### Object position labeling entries
-=-=-=-=-

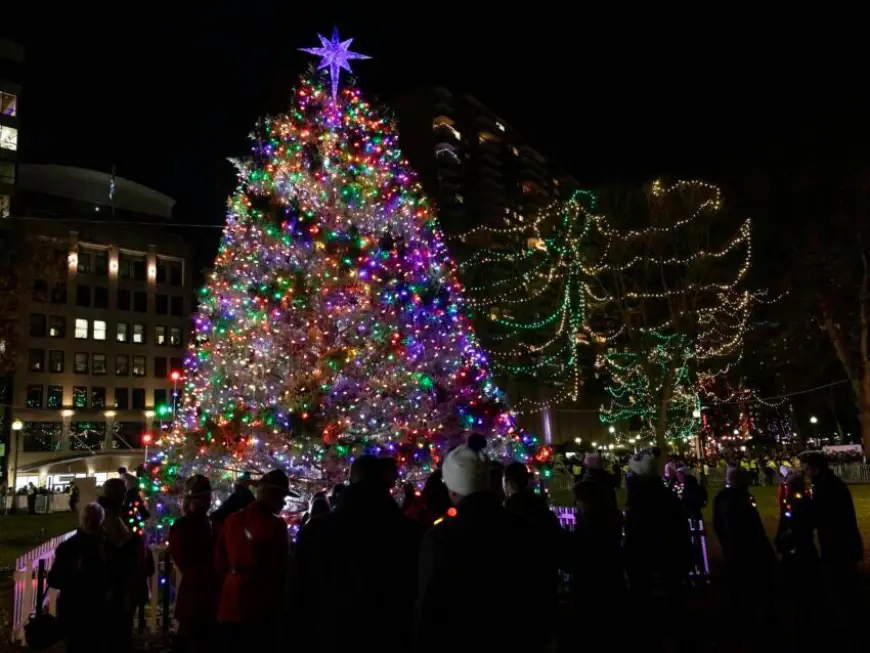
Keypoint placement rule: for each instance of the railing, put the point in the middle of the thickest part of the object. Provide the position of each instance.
(44, 503)
(29, 578)
(853, 472)
(31, 589)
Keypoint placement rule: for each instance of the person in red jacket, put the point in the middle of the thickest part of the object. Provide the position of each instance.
(252, 556)
(191, 544)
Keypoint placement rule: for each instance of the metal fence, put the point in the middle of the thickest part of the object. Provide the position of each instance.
(31, 594)
(45, 503)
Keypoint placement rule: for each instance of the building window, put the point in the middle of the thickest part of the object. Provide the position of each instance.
(7, 172)
(8, 104)
(8, 138)
(37, 360)
(84, 263)
(140, 302)
(80, 396)
(98, 397)
(83, 295)
(99, 329)
(54, 396)
(57, 326)
(101, 264)
(37, 325)
(101, 297)
(34, 396)
(58, 293)
(55, 361)
(98, 364)
(80, 366)
(176, 274)
(39, 292)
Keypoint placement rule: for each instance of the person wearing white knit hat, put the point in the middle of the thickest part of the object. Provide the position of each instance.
(465, 472)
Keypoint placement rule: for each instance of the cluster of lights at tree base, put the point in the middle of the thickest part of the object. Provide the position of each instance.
(332, 323)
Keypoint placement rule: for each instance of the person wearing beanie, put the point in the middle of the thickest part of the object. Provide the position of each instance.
(478, 556)
(191, 545)
(361, 556)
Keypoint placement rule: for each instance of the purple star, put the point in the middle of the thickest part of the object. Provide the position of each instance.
(334, 55)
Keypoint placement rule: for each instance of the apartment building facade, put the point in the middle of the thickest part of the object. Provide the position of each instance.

-=-=-=-=-

Reproduce the records above line for line, leaving out the picture.

### SOLUTION TO THIS TASK
Keypoint placement rule: for each instance of the railing, put the point in the middle of the thickest part of the object. Provide the position of each instance.
(44, 503)
(29, 578)
(853, 472)
(31, 589)
Keypoint placement rule: for each instance of the person in red jacket, put the point in the middle of the thickest part of the object. Provide the position of each instance.
(252, 556)
(191, 544)
Keypoint placement rule: for each instance of the metal fence, put the point in the middle of the thickest part of the object. Provide the position of each instance.
(31, 594)
(45, 503)
Keypoint placement rule: for each instance of the building window, put the point in the middle of the thickest part of the object. Provide the position of each instance.
(7, 172)
(8, 104)
(8, 138)
(37, 360)
(84, 263)
(140, 302)
(80, 396)
(98, 397)
(83, 295)
(99, 329)
(54, 396)
(57, 326)
(101, 264)
(37, 325)
(101, 297)
(34, 396)
(58, 293)
(55, 361)
(98, 364)
(80, 366)
(176, 274)
(39, 292)
Keypoint placement rule: for each instance of the person wearing white knit hat, put the point in the middle of the thickest part of the object. Provide the position of each instance.
(465, 472)
Keypoint placement rule: for each instance of the cluster of lights at tree base, put the point in the middle of the thickest part of the object. Provide the position of each instance.
(332, 323)
Keypoint placement rule: for each instance of the person wearing beanie, put the point in the middle of the thickest part of the object. Provide the position of each instance.
(478, 556)
(191, 545)
(361, 556)
Keypoint placement rule: for each instance of the purple star, put the point in the middle of the thickest part of the object. Provide the position of each instance.
(334, 55)
Keypoint placement rule: for each instance of the apartment building facade, put the point in the middle of the thickest part of the object. Provide the position of each instance.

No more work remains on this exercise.